Problem description.
Word for word, restate the lines from the top of the records below through the line with "114L807 104L989 3L553", both included, with no pictures in the result.

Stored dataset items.
BEGIN

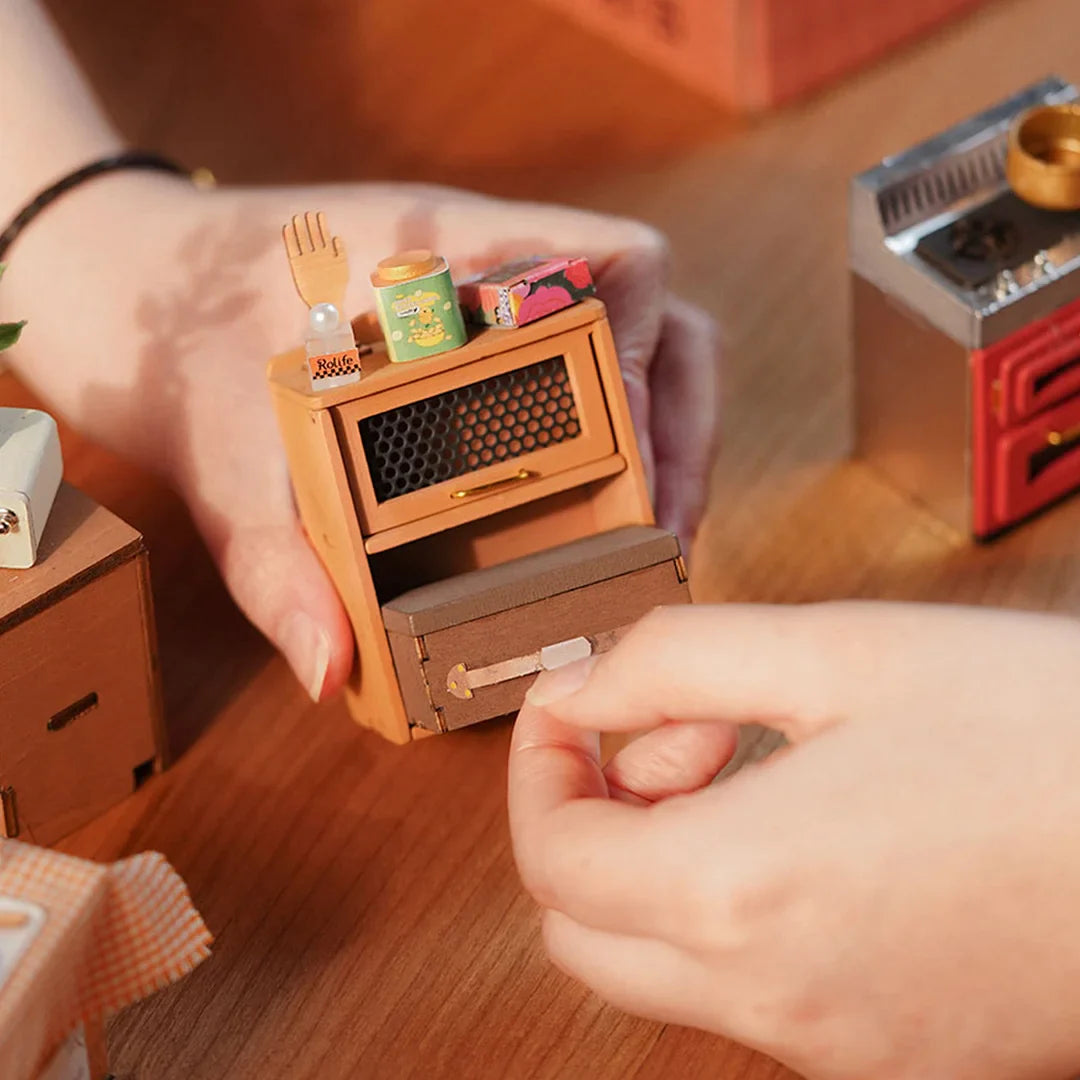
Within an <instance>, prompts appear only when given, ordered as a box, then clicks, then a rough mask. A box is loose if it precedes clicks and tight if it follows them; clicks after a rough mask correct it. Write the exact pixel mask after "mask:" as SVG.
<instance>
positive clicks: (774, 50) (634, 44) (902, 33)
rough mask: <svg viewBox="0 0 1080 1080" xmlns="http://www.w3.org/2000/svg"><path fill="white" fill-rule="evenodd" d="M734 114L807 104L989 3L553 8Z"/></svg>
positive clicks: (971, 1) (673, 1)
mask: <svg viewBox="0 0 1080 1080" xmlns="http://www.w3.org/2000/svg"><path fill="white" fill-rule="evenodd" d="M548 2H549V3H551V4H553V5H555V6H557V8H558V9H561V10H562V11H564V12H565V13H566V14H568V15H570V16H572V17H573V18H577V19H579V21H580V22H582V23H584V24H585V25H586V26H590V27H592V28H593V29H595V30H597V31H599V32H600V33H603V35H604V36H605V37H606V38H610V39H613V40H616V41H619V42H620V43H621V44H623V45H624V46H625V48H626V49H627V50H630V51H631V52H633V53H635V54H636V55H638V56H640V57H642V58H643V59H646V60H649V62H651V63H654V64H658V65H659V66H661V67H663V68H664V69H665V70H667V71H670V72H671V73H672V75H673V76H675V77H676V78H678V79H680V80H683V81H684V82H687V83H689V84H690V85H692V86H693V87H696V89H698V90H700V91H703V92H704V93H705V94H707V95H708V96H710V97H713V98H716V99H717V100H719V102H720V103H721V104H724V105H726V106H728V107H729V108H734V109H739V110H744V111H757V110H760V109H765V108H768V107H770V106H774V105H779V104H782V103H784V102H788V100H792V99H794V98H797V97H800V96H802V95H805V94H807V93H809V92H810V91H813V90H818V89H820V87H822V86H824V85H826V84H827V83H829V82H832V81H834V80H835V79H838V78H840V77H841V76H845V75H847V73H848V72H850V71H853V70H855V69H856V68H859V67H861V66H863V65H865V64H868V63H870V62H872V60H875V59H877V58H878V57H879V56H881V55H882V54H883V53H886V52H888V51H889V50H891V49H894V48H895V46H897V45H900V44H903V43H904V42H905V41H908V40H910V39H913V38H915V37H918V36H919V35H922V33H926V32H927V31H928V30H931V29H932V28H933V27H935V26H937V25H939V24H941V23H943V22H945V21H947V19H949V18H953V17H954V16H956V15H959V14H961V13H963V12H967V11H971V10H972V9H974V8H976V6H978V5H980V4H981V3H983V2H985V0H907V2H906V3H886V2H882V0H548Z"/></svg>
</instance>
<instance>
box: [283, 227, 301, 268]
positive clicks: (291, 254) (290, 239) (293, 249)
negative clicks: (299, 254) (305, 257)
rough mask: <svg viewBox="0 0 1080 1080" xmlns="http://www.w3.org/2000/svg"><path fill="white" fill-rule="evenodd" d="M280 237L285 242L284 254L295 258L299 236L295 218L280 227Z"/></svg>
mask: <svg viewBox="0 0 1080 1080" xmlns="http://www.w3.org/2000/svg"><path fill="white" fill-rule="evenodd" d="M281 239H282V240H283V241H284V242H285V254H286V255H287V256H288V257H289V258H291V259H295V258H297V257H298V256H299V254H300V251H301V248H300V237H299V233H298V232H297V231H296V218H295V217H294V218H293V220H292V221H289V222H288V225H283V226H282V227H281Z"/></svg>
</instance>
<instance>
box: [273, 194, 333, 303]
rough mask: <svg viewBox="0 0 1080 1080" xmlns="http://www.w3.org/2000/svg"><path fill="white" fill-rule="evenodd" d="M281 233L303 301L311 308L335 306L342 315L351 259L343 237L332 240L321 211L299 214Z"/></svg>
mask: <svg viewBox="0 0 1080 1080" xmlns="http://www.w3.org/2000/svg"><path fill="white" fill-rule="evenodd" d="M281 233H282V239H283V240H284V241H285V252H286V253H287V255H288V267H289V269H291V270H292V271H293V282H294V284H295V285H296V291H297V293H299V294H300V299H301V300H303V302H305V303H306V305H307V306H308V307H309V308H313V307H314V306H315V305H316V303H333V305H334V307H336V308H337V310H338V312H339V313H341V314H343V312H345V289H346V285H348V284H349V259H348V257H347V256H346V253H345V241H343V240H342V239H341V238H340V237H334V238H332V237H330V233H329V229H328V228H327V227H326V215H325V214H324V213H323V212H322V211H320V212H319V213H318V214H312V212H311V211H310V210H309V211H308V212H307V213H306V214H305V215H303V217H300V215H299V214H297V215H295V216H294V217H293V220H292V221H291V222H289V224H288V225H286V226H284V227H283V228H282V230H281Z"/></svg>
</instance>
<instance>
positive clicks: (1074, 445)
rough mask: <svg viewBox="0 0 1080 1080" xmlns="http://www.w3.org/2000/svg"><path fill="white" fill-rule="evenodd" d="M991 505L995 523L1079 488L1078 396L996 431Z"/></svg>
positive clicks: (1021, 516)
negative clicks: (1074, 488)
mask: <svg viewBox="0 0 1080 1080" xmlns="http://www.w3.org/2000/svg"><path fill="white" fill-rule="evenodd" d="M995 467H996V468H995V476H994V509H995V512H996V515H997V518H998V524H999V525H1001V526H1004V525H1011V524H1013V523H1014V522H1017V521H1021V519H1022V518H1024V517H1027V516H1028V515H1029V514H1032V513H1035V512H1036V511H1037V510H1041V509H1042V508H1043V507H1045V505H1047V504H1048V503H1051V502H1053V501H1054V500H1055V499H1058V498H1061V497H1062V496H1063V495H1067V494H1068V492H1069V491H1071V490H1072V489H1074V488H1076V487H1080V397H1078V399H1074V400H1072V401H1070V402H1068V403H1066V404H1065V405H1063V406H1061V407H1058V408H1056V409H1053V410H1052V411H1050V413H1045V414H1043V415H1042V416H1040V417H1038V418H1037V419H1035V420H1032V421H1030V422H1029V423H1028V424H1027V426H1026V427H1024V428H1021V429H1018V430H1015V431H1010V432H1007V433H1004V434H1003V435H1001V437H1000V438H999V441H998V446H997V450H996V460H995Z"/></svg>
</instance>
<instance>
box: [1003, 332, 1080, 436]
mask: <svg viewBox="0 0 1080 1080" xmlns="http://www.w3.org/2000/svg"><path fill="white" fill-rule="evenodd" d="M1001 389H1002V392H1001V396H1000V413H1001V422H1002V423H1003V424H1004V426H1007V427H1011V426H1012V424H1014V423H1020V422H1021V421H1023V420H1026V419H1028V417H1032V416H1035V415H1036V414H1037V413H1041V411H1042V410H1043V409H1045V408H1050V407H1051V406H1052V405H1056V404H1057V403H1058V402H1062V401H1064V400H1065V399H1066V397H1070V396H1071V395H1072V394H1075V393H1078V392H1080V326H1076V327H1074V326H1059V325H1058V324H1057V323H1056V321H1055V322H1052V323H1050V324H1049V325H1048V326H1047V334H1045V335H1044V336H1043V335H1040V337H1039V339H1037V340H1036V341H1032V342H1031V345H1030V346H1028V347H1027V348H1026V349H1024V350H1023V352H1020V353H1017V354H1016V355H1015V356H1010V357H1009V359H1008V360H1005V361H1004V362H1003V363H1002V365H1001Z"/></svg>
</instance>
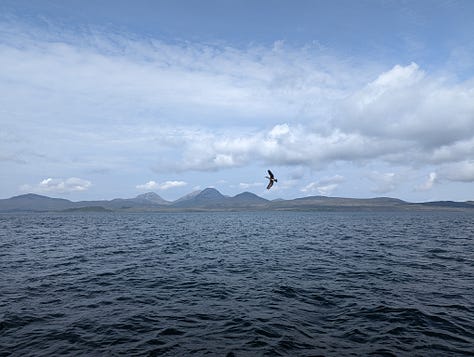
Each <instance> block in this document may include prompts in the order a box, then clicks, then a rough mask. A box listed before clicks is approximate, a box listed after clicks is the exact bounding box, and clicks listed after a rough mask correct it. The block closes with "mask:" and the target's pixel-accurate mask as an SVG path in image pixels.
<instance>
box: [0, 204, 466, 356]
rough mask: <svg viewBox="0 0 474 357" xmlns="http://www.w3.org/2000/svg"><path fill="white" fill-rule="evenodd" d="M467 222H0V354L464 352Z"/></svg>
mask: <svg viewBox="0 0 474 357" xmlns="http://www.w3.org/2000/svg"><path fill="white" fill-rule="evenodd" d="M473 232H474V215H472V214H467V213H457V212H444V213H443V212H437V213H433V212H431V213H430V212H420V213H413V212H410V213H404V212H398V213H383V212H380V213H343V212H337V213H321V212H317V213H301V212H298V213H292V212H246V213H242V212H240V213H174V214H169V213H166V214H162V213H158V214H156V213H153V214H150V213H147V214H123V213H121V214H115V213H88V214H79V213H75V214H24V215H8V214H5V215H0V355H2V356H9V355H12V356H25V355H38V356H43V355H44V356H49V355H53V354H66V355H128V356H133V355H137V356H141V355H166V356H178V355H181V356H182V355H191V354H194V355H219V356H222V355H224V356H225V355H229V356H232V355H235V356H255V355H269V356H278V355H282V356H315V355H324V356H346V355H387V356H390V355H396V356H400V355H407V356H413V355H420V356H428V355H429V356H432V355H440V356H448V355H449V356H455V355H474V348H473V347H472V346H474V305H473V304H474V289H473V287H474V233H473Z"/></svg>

END

Task output.
Within an <instance>, prompts appear only when given, ordered as a box, then clicks, then a rough mask. A box is loose if it precedes clicks and tight if it follows them; clicks after a rough mask correct it. Write the exact pixel mask after "mask:" as SVG.
<instance>
positive clicks: (774, 50) (634, 44) (902, 33)
rough mask: <svg viewBox="0 0 1080 1080" xmlns="http://www.w3.org/2000/svg"><path fill="white" fill-rule="evenodd" d="M734 114L807 104L989 3L553 8Z"/></svg>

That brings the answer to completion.